#### RECORDS SHOWN:
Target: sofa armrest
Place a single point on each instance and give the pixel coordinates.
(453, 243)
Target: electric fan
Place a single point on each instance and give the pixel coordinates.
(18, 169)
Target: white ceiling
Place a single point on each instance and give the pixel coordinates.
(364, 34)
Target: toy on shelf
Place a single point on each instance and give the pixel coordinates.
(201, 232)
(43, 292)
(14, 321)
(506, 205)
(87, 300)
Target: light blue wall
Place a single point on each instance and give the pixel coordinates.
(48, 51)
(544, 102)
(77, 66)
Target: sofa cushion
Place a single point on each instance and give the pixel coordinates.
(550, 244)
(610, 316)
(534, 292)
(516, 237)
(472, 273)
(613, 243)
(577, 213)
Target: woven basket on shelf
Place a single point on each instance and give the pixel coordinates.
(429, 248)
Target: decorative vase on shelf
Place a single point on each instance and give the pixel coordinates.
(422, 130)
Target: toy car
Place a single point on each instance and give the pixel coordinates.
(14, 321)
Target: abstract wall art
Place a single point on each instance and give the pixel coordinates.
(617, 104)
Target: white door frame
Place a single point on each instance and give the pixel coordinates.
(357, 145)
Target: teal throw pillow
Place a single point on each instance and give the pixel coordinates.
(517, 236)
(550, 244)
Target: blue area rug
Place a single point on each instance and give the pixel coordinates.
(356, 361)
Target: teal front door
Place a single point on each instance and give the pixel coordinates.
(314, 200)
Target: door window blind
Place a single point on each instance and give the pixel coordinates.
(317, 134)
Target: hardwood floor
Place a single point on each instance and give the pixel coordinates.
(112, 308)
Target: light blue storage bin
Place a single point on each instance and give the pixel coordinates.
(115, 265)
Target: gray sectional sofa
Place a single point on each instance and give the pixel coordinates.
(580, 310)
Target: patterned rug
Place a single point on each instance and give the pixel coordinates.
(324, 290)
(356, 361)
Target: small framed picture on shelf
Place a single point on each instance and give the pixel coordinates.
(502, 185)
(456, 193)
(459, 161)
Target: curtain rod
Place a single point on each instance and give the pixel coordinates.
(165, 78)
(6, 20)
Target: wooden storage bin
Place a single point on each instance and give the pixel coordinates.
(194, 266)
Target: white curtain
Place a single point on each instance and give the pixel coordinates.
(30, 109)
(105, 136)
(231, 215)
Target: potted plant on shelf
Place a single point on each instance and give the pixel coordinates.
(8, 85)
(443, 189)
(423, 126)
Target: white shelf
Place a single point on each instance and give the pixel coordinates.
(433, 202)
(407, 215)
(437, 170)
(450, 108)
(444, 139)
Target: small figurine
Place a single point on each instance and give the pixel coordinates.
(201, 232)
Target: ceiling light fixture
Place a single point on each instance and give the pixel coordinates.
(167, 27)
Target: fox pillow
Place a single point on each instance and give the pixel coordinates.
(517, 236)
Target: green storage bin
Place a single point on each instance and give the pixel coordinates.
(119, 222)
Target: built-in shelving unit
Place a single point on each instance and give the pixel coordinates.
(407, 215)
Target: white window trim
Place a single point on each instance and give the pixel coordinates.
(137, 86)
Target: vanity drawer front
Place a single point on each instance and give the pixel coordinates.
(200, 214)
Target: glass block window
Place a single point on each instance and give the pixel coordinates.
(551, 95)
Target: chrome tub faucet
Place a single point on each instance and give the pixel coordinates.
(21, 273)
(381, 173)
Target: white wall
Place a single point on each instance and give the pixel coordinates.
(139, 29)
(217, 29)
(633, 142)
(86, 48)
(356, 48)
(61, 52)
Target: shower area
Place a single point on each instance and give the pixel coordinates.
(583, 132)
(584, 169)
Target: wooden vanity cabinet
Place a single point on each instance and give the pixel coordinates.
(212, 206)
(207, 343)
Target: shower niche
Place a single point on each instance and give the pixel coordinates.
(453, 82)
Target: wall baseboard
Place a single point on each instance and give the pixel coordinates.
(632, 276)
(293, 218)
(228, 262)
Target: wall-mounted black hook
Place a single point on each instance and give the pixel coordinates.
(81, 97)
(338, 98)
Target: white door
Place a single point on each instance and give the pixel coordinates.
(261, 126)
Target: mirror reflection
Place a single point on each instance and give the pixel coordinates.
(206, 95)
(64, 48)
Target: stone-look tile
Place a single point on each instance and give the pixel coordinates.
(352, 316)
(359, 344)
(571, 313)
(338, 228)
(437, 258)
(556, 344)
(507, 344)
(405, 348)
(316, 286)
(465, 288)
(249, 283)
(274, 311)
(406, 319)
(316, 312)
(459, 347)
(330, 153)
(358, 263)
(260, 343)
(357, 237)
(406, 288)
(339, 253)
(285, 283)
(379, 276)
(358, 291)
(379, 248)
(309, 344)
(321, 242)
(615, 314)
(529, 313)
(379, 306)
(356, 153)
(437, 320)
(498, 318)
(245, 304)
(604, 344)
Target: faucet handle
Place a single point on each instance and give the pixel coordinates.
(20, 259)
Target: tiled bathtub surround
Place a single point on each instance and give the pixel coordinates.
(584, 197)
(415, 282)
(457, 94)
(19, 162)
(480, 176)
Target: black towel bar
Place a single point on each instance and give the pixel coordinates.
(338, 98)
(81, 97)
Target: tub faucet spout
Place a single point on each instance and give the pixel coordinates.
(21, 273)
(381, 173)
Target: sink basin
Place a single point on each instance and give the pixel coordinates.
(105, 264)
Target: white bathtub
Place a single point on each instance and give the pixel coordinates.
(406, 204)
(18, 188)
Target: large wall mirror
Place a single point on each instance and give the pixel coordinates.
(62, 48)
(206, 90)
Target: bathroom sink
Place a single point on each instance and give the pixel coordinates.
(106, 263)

#### WORK TO COMPLETE:
When a line above includes the word "pillow", please list that line.

#### OUTPUT BELOW:
Target: teal throw pillow
Target: fox pillow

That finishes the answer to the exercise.